• AIM OF THE TASK: Render everything in the records from the line containing "find the black" down to the line containing "[[191, 85, 244, 137]]", both included, as a numbered list, omitting any blank lines.

=== MATERIAL FOR THIS TASK ===

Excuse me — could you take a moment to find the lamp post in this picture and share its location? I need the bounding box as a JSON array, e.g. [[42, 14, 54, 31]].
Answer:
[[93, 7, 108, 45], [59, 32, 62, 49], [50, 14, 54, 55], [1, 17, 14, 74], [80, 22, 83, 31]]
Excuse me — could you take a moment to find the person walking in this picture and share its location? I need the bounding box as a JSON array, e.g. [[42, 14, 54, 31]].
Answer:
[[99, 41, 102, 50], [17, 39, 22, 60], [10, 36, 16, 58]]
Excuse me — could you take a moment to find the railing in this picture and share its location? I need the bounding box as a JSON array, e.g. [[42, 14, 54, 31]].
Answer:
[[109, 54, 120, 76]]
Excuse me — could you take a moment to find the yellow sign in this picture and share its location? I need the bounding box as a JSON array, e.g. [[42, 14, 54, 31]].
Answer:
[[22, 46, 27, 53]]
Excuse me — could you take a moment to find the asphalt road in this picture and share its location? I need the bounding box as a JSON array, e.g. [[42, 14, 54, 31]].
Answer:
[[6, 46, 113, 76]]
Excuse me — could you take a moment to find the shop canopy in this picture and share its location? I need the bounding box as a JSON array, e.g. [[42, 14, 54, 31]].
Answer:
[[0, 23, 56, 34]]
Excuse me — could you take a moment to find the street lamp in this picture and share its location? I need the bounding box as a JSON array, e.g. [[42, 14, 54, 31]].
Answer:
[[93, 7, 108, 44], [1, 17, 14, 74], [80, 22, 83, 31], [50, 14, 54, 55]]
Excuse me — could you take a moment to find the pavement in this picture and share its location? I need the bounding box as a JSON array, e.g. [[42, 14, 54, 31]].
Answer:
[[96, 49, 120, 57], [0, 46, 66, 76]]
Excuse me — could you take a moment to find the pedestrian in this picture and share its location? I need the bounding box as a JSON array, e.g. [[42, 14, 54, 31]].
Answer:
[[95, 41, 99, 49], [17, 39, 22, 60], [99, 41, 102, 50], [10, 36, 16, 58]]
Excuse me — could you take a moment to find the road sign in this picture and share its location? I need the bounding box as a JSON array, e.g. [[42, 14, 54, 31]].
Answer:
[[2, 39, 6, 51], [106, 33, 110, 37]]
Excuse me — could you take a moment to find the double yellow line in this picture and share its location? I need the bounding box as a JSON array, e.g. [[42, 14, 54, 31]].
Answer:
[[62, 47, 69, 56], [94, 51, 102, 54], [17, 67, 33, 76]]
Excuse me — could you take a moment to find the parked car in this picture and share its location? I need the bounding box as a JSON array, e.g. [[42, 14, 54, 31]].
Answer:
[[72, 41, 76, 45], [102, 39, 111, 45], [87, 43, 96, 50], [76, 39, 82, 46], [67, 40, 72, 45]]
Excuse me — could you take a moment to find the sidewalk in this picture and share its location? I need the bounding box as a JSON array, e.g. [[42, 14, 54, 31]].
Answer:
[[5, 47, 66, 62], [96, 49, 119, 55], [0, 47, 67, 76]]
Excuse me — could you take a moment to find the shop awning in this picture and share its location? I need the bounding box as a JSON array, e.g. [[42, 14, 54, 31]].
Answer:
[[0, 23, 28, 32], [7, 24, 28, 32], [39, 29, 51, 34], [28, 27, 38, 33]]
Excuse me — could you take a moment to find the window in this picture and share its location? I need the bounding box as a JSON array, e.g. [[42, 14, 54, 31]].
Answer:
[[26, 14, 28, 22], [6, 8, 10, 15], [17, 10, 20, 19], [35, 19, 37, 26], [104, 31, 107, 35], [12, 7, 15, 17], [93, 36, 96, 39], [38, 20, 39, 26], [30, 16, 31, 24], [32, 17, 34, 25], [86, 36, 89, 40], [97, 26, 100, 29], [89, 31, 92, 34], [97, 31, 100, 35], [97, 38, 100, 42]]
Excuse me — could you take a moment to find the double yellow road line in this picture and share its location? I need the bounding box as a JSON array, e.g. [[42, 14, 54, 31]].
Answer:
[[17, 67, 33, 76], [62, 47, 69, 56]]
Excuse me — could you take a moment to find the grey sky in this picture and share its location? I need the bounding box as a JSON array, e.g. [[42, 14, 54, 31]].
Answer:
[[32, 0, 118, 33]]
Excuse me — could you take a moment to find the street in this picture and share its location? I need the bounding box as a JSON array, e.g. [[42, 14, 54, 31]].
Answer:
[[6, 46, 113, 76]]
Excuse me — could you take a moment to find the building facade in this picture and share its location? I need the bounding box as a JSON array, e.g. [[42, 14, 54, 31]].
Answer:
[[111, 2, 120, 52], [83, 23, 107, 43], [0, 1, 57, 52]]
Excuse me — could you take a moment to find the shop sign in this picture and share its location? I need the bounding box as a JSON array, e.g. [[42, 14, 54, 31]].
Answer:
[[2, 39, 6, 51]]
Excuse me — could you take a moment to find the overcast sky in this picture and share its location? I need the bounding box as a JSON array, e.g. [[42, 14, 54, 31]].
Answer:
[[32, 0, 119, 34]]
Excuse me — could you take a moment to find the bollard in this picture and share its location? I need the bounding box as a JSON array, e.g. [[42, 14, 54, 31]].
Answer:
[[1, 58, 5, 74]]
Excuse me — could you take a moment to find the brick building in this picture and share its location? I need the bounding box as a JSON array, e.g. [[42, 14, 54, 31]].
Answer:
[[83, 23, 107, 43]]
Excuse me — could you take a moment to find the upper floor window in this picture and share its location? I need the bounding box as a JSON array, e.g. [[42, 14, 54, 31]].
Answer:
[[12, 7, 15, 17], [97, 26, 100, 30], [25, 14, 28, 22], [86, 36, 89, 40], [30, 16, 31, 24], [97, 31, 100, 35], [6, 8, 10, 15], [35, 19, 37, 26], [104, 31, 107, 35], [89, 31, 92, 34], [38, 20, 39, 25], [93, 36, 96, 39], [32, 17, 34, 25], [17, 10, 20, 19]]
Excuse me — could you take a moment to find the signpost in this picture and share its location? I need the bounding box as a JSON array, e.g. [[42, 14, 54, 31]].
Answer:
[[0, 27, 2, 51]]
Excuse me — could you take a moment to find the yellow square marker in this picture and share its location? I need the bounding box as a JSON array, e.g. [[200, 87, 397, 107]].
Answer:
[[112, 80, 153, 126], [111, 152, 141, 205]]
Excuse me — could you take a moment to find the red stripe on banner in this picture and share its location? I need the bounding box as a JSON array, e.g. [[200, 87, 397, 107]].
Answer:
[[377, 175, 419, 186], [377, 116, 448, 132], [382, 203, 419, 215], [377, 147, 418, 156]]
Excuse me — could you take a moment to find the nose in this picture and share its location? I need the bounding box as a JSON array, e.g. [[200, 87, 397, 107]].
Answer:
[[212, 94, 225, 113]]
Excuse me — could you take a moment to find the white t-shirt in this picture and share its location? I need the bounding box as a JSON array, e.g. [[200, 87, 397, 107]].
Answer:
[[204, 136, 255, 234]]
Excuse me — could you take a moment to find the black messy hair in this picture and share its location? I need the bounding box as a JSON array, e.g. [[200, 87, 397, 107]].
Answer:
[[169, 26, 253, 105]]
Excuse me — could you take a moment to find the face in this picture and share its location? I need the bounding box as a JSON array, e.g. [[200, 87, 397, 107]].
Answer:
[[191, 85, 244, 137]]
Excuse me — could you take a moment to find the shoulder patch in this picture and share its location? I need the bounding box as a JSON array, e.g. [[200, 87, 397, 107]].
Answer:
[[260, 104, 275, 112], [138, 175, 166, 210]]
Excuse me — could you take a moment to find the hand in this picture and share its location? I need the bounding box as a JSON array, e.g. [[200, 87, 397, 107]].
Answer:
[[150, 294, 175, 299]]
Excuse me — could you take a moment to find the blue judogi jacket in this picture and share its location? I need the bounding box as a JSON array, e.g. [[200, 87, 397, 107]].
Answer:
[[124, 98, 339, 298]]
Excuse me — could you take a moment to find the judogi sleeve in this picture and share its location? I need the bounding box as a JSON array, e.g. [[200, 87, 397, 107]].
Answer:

===

• EXPECTED ANSWER:
1. Excuse me — could you take a moment to find the black messy hair in this picture and share its location? I need the bounding box as a JSON array, e.g. [[200, 87, 397, 107]].
2. Answer:
3. [[169, 26, 253, 105]]
4. Excuse me — could you take a moment to find the face in this picture and share its location? I need the bounding box as a JSON array, e.g. [[200, 87, 397, 107]].
5. Answer:
6. [[191, 85, 244, 137]]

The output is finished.